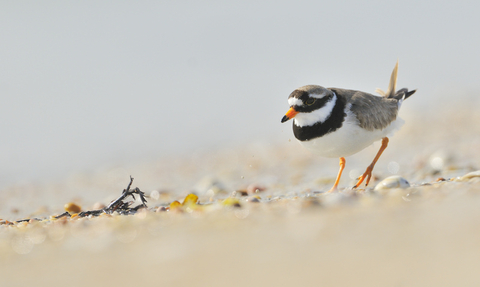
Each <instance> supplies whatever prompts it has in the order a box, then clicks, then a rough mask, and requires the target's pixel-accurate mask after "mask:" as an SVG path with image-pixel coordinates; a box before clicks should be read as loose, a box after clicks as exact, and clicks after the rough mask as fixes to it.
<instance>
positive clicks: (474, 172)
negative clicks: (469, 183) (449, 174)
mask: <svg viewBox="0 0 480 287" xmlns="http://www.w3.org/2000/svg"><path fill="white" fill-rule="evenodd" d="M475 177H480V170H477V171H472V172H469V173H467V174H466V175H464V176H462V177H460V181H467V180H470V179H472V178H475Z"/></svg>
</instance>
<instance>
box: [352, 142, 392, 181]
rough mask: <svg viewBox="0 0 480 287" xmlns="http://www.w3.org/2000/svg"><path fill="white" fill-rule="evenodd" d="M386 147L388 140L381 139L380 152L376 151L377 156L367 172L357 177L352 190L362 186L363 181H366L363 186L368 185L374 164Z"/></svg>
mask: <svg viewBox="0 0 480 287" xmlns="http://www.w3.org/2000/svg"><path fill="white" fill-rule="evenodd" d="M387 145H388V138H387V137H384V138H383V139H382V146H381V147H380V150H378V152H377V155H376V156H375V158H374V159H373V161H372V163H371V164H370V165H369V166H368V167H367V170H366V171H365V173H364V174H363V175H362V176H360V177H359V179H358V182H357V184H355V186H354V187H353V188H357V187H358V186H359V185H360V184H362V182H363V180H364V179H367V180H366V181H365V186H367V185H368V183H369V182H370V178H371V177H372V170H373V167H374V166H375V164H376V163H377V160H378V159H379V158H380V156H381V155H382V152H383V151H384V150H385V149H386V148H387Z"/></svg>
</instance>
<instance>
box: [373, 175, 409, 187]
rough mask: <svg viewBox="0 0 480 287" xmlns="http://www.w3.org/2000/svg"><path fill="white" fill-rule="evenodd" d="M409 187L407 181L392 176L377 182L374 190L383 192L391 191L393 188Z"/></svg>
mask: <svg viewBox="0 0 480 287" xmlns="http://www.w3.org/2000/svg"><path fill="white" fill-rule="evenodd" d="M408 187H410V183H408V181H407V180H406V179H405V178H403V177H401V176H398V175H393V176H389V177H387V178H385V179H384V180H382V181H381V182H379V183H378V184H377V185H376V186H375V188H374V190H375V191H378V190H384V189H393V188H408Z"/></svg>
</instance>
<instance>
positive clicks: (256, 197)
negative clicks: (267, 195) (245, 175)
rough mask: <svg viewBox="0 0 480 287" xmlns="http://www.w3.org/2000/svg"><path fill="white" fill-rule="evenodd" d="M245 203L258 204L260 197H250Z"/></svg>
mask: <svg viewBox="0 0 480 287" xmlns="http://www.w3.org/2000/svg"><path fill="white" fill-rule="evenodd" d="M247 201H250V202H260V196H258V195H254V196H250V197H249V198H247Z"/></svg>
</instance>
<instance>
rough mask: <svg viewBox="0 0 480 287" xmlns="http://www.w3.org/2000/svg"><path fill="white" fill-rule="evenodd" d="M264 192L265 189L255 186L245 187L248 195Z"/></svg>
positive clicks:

···

→ Assignment
Every entry above should come back exactly as written, except for its pictures.

→ Answer to this exercise
Each <instance> supplies whatever prompts it has in the order a box, then clicks, then a rough mask, and requires the target's pixel-accurate mask after "mask:" as an SVG path with image-pixel coordinates; a box before clicks should be read as loose, a box after clicks as exact, and clicks after the rough mask as fixes to it.
<instance>
positive clicks: (474, 172)
negative clicks: (469, 183) (449, 174)
mask: <svg viewBox="0 0 480 287" xmlns="http://www.w3.org/2000/svg"><path fill="white" fill-rule="evenodd" d="M475 177H480V170H477V171H472V172H469V173H467V174H466V175H464V176H462V177H460V181H467V180H470V179H472V178H475Z"/></svg>
</instance>
<instance>
box: [352, 142, 392, 181]
rough mask: <svg viewBox="0 0 480 287" xmlns="http://www.w3.org/2000/svg"><path fill="white" fill-rule="evenodd" d="M386 147L388 140L381 139L380 152L376 151L377 156L367 172L357 177L352 190L362 186L363 181H366L363 186L368 185L374 164Z"/></svg>
mask: <svg viewBox="0 0 480 287" xmlns="http://www.w3.org/2000/svg"><path fill="white" fill-rule="evenodd" d="M387 145H388V138H387V137H384V138H383V139H382V146H381V147H380V150H378V152H377V155H376V156H375V158H374V159H373V161H372V163H371V164H370V165H369V166H368V167H367V170H366V171H365V173H364V174H363V175H362V176H360V177H359V179H358V182H357V184H355V186H354V187H353V188H357V187H358V186H359V185H360V184H362V182H363V180H364V179H367V180H366V181H365V186H367V185H368V183H369V182H370V178H371V177H372V170H373V167H374V166H375V164H376V163H377V160H378V159H379V158H380V156H381V155H382V152H383V151H384V150H385V149H386V148H387Z"/></svg>
</instance>
<instance>
box: [373, 175, 409, 187]
rough mask: <svg viewBox="0 0 480 287" xmlns="http://www.w3.org/2000/svg"><path fill="white" fill-rule="evenodd" d="M409 187L407 181L392 176L377 182L374 190L383 192L391 191L393 188Z"/></svg>
mask: <svg viewBox="0 0 480 287" xmlns="http://www.w3.org/2000/svg"><path fill="white" fill-rule="evenodd" d="M408 187H410V183H408V181H407V180H406V179H405V178H403V177H401V176H398V175H393V176H389V177H387V178H385V179H384V180H382V181H381V182H379V183H378V184H377V185H376V186H375V188H374V190H375V191H378V190H384V189H393V188H408Z"/></svg>
</instance>
<instance>
positive clicks: (256, 197)
negative clicks: (267, 195) (245, 175)
rough mask: <svg viewBox="0 0 480 287" xmlns="http://www.w3.org/2000/svg"><path fill="white" fill-rule="evenodd" d="M245 203L258 204L260 197H250Z"/></svg>
mask: <svg viewBox="0 0 480 287" xmlns="http://www.w3.org/2000/svg"><path fill="white" fill-rule="evenodd" d="M247 201H250V202H260V196H258V195H254V196H250V197H249V198H247Z"/></svg>
</instance>
<instance>
rough mask: <svg viewBox="0 0 480 287" xmlns="http://www.w3.org/2000/svg"><path fill="white" fill-rule="evenodd" d="M264 192L265 189L255 186L245 187L248 195Z"/></svg>
positive clicks:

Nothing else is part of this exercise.